設問 1 -> 下に示す映画『サイコ』の鑑賞記から、「ヒッチコックの有名なサイコ・サスペンス映画。」から「ようなものが、記憶を脚色したのだろうか。」までを一字一句変えずに書き出してください。

**** 原文抜粋 ****

アルフレッド・ヒッチコック監督 アメリカ 1960年

 ヒッチコックの有名なサイコ・サスペンス映画。
 何度か見たが、ブログに書きたいと思って、再度見てみた。

 前回見た時は、全く思い出せなかった。モーテルと後ろの建物に見覚えがあって、やっと思い出した。三谷幸喜が、浴室で殺される場面が恐いと書いていたが、恐くなかった。記憶にも残ってなかった。「あれ、死んだのかな、まだ生きてるんだ」などと思ってしまった。

 今回見て、記憶していたものと随分違っていて驚いた。浴室で殺される場面と、最後の場面。浴室の場面。あんなふうに襲ってこられたら、やっぱり恐怖だと再確認した。
 最後の、母親に乗っとられる場面は、もっと強烈な印象があった。突然母親の声でしゃべりだすという禍々しい映像が記憶されていたのに、実際は母親の声が流れるだけで、表情は控えめだった。自分のなかにある恐れのようなものが、記憶を脚色したのだろうか。

**** 演習用入力 ****

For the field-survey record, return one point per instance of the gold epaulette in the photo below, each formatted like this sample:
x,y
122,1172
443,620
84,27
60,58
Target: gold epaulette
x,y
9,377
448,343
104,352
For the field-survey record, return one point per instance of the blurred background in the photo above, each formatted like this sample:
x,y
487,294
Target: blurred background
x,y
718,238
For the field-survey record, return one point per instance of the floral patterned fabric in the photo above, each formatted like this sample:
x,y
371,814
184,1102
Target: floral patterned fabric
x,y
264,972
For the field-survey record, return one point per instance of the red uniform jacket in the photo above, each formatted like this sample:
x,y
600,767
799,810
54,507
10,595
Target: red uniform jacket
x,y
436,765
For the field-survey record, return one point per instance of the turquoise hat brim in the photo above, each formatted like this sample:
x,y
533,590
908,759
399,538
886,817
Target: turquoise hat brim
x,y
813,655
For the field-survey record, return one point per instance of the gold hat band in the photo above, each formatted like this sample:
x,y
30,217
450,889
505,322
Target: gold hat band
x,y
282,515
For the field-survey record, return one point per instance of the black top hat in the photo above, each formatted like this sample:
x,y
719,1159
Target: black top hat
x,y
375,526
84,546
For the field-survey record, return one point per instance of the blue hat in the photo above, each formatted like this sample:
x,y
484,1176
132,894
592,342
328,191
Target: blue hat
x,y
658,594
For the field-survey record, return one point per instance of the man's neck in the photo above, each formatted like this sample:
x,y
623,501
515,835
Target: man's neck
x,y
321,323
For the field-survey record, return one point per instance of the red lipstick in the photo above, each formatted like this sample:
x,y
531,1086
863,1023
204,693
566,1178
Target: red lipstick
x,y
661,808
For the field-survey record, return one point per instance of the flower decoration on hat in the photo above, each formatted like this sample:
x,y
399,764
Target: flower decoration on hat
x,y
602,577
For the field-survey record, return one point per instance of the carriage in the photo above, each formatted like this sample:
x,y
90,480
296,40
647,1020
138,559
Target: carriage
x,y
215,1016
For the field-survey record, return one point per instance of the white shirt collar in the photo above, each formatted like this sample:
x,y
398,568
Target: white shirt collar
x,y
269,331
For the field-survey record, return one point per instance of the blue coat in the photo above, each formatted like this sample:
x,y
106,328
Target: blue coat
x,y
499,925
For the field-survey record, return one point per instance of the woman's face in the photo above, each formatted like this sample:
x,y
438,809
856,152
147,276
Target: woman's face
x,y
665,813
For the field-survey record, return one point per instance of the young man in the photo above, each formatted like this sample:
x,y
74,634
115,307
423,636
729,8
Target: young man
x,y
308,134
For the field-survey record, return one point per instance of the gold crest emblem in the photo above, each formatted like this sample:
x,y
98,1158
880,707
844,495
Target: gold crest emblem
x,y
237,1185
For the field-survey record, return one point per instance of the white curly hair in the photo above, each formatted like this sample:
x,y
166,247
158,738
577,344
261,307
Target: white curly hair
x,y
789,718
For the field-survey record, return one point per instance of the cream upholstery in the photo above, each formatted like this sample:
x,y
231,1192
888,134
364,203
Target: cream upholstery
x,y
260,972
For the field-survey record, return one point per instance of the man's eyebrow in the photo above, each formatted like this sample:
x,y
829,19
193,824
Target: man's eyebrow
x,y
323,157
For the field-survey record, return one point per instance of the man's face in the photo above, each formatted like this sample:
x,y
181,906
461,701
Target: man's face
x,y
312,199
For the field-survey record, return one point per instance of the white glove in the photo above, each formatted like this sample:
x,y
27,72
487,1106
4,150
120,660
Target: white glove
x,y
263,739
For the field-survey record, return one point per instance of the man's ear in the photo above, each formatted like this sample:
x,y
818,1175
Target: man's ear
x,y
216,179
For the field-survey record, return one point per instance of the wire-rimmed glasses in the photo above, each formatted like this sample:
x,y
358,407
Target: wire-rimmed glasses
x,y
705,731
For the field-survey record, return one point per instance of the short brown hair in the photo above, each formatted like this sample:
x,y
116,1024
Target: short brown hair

****

設問 2 -> 上のエントリーから、「floral」という文字列を含む行をすべて選び出してください。大文字と小文字は区別します。

正答 1 ->
ヒッチコックの有名なサイコ・サスペンス映画。
 何度か見たが、ブログに書きたいと思って、再度見てみた。

 前回見た時は、全く思い出せなかった。モーテルと後ろの建物に見覚えがあって、やっと思い出した。三谷幸喜が、浴室で殺される場面が恐いと書いていたが、恐くなかった。記憶にも残ってなかった。「あれ、死んだのかな、まだ生きてるんだ」などと思ってしまった。

 今回見て、記憶していたものと随分違っていて驚いた。浴室で殺される場面と、最後の場面。浴室の場面。あんなふうに襲ってこられたら、やっぱり恐怖だと再確認した。
 最後の、母親に乗っとられる場面は、もっと強烈な印象があった。突然母親の声でしゃべりだすという禍々しい映像が記憶されていたのに、実際は母親の声が流れるだけで、表情は控えめだった。自分のなかにある恐れのようなものが、記憶を脚色したのだろうか。

正答 2 ->
For the field-survey record, return one point per instance of the floral patterned fabric in the photo above, each formatted like this sample:
Target: floral patterned fabric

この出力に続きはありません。